**TASK 1:** Copy the rows from the line containing "like x=720 y=71." through the line containing "x=814 y=473", including both of those lines.

**EXCERPT:**

Just to give you an idea, 2 years ago there was a tremendous number of Option ARMs with 620 FICO’s, stated income, a paltry 2 months of reserves required, combined loan to value of 90% of a unquestioned, overinflated appraised value. Many chose a 40 year minimum payment term which, in effect, facilitated the Neg Am feature of the loan by reducing the minimum payment more and increasing the fully indexed rate.
This may sound like Chinese Algebra to many of you, but bottom line is that since banks like WAMU had an initial recast mark of 125% of the loan amount, many of these loans (even though I’d bet my bottom dollar that most of these borrowers are upside down today) won’t start recasting to a higher payment for 3 more years…
These bottom callers that are saying Q408 are clueless…
September 21, 2007 @ 11:31 AM
September 22, 2007 @ 6:55 AM
I’d have to check
I’d have to check my rule book, but I don’t think you get credit here on Piggington’s for a post if you’ve previously posted it over on the Union-Tribune’s site. LOL.

**TASK 2:** Repeat the whole excerpt about Option ARM loans word for word.

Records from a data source
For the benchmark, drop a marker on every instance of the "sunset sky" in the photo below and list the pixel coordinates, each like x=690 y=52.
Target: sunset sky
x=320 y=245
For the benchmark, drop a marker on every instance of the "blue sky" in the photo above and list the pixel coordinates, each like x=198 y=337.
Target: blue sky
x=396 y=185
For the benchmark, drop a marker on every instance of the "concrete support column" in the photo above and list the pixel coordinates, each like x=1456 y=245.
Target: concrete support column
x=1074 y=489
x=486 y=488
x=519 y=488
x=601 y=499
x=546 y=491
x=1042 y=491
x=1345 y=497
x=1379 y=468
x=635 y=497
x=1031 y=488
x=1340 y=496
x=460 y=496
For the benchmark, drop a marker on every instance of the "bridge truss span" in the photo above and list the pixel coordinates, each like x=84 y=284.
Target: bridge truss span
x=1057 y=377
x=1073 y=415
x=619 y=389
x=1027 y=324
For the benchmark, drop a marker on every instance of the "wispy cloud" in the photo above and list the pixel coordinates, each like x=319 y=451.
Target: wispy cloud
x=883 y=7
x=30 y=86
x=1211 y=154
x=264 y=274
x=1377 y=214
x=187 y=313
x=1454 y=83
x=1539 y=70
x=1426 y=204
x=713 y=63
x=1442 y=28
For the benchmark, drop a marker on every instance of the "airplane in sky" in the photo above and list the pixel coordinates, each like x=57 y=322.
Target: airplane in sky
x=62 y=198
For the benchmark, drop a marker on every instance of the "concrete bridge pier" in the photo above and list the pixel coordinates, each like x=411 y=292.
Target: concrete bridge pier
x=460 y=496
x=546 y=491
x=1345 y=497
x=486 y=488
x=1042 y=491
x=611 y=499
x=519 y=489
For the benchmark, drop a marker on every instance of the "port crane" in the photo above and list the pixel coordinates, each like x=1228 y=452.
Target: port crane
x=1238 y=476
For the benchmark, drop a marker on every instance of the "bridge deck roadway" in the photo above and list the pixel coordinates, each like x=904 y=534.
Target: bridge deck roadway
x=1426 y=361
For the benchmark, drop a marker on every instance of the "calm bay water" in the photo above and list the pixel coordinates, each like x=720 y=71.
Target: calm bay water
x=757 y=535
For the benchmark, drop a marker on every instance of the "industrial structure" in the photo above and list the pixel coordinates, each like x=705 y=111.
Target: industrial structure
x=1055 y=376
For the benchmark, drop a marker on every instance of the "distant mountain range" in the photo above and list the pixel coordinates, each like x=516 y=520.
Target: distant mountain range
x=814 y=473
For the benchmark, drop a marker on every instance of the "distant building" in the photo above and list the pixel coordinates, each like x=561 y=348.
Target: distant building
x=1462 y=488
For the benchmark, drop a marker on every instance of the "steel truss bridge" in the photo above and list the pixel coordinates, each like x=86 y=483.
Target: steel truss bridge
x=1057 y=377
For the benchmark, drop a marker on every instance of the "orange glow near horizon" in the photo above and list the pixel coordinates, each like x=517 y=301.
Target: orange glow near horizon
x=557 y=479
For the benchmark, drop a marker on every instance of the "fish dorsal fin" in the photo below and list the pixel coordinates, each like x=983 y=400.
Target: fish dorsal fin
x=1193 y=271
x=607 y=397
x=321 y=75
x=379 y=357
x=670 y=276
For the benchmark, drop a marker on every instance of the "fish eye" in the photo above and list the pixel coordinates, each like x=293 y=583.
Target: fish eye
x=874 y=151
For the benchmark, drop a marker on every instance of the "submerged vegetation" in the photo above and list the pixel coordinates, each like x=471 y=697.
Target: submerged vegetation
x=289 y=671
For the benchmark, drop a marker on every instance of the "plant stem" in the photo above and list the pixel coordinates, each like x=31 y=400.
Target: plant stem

**TASK RESPONSE 1:**
For the benchmark, drop a marker on every instance of the "calm bay water" in the photo above and list the pixel coordinates, each like x=720 y=71.
Target: calm bay water
x=757 y=535
For the benchmark, drop a marker on every instance of the "industrial structure" in the photo above and list the pixel coordinates, each like x=705 y=111.
Target: industrial structure
x=1055 y=376
For the benchmark, drop a marker on every instance of the "distant mountain range" in the photo above and list the pixel coordinates, each like x=516 y=520.
Target: distant mountain range
x=814 y=473

**TASK RESPONSE 2:**
Just to give you an idea, 2 years ago there was a tremendous number of Option ARMs with 620 FICO’s, stated income, a paltry 2 months of reserves required, combined loan to value of 90% of a unquestioned, overinflated appraised value. Many chose a 40 year minimum payment term which, in effect, facilitated the Neg Am feature of the loan by reducing the minimum payment more and increasing the fully indexed rate.
This may sound like Chinese Algebra to many of you, but bottom line is that since banks like WAMU had an initial recast mark of 125% of the loan amount, many of these loans (even though I’d bet my bottom dollar that most of these borrowers are upside down today) won’t start recasting to a higher payment for 3 more years…
These bottom callers that are saying Q408 are clueless…
September 21, 2007 @ 11:31 AM
September 22, 2007 @ 6:55 AM
I’d have to check
I’d have to check my rule book, but I don’t think you get credit here on Piggington’s for a post if you’ve previously posted it over on the Union-Tribune’s site. LOL.